• SHORT TASK 1: According to the SolarWinds post, what does Sentinel place on a customer's premises to start remote monitoring?
• SHORT TASK 2: Pick up the SolarWinds post after its last sentence and keep going in the same voice.

• ARTICLE:
--

Monday, August 22, 2011

Second Post on SolarWinds Tricks

http://leonadato.blogspot.com/2011/05/i-posted-this-over-on-thwack.htmlThis is the second part of a 3 part series I posted over on www.thwack.com about ways to make their premier toolset - Solarwinds Orion network performance manager (NPM) jump through hoops. You can find the first post here (or on Thwack, here)



This is the second in a series of posts where, in the name of giving back to the community, I'm going to share some of the customizations that make SolarWinds a little more robust for us and our customers.

First, a little background about my company and how we use SolarWinds. Sentinel is an IT solutions provider that focuses on communications technologies, Data Center, and Outsourced / Managed Solutions.

One of our key services (and the thing that lets me put food on the table) is a remote monitoring solution (based on SolarWinds, of course). All we have to do is drop a VPN router onto the customer's premises and set up NAT's for the devices they want (read "pay us") to monitor, and we're good to go. This is a perfect fit for our customer base, where they don't want to divert resources for the ongoing investment in staff, software, and skills to set up an enterprise-wide monitoring and management solution (not to mention figuring out who's going to handle all those pesky tickets).

So our model - where we have many independent customers with different sets of values, different monitoring requirements and so on has driven us to come up with some customizations that focus on:
  • How to stop alerting on various devices (because of pilot projects, new customer onboarding, or maintenance windows) while continuing to collect statistics
  • How to set thresholds for devices when that could be different on nearly a device-by-device basis
  • How to ignore alerts based on the built-in monitors for CPU/RAM, etc on older or closed-architecture devices where a custom OID gave better data
This post is going to look at our solution for the second bullet - how to set thresholds for devices on a device-by-device basis. You can find the discussion about the first item here.
If you've worked with SolarWinds alerts for more than 15 minutes, you probably already know the slippery slope it presents. You start by setting an alert for CPU with a pretty logical threshold of "> 90% for 10 minutes". Soon after that one of two events happen (or both. It depends on your environment)
  1. Device "owners" complain about all the events you are missing because the threshold is too high
  2. The people receiving alerts complain they are getting too many false alarms because the threshold is too low
About this time you realize that various devices - depending on their machine type, OS, role, or even the specifics of that particular system) require custom thresholds.

So you start copying alerts and modifying them. And when you turn around, you realize you've got 237 different "high CPU" alerts and the logic of each of them ("machine type = "Windows" and IP_Address contains 1.2.3 and (custom field) IS_IMPORTANT = 1 and....") is enough to constipate Einstein.

In a fit of pique during a monitoring review meeting, you throw your hands up in the air and say "why don't I set up a separate threshold for Every. Flipping. Device?!?!?!"

Assuming you retained employment at your company after that outburst, I want to let you in on a secret:

You can.

--

• MATERIAL:

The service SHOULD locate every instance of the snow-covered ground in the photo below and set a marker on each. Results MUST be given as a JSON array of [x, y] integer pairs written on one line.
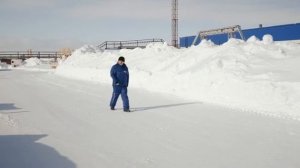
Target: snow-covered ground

--

• FINAL RESULT 1: A VPN router.

• FINAL RESULT 2:
The key here, much like the one presented earlier for muting, is a couple of custom fields and a little bit of Alert logic.

The Custom Fields
You can call them anything you want, but they should be numeric. Here at Sentinel, we've got ALERT_CPU, ALERT_RAM and ALERT_VOL. The first two go in the nodes table, the last one (logically enough) goes in the volume table.

The Alert Logic
Now the we can alert on individualized thresholds for those elements on a node-by-node basis, leveraging the alert system's "complex conditions" option: "where (field or value) xxx is greater/less/equal to (field or value) yyy".

The alert logic for CPU would look something like this:

Where ANY of the following are true
  Where ALL of the following are true
     ALERT_CPU is empty
     CPU_LOAD is greater than 90
  Where ALL of the following are true
     ALERT_CPU is not empty
     the field CPU_LOAD is greater than the field  ALERT_CPU

This has the effect of setting a default threshold for any device that doesn't have a specific value in the custom alert field (that's the first "Where ALL" section; but if it DOES have a value then compare whatever number is there to the field ALERT_CPU.

For those who are following along from my previous article, here's the logic that includes the "mute" options:

Where ANY of the following are true
  Where ALL of the following are true
     N_MUTE is not equal to YES
     ALERT_CPU is empty
     CPU_LOAD is greater than 90
  Where ALL of the following are true
     N_MUTE is not equal to YES
     ALERT_CPU is not empty
     the field CPU_LOAD is greater than the field  ALERT_CPU

This is also useful if you want to MUTE just one element - say CPU. You have a device that simply "runs hot". You don't want CPU alerts, but you also don't want to mute the whole node, because you still want RAM alerts, interface alerts, etc. Set the ALERT_CPU to 105, and you will continue to collect CPU stats, but (since the CPU can never go above 100), you won't ever get a CPU alert.

IN THE NEXT (AND FINAL) POST: How to ignore built-in alerts for CPU, RAM, etc. in favor of custom OIDS.

2 comments:

mozrat said...

Very nice.

I'd also add that you can send email alerts to a Node Custom Property ${Node.Email_Alert_Group} to further customise the alerts

Leon said...

Mozrat you are absolutely right. That's probably another whole post - places you can use SolarWinds variables that you wouldn't expect.

Thanks!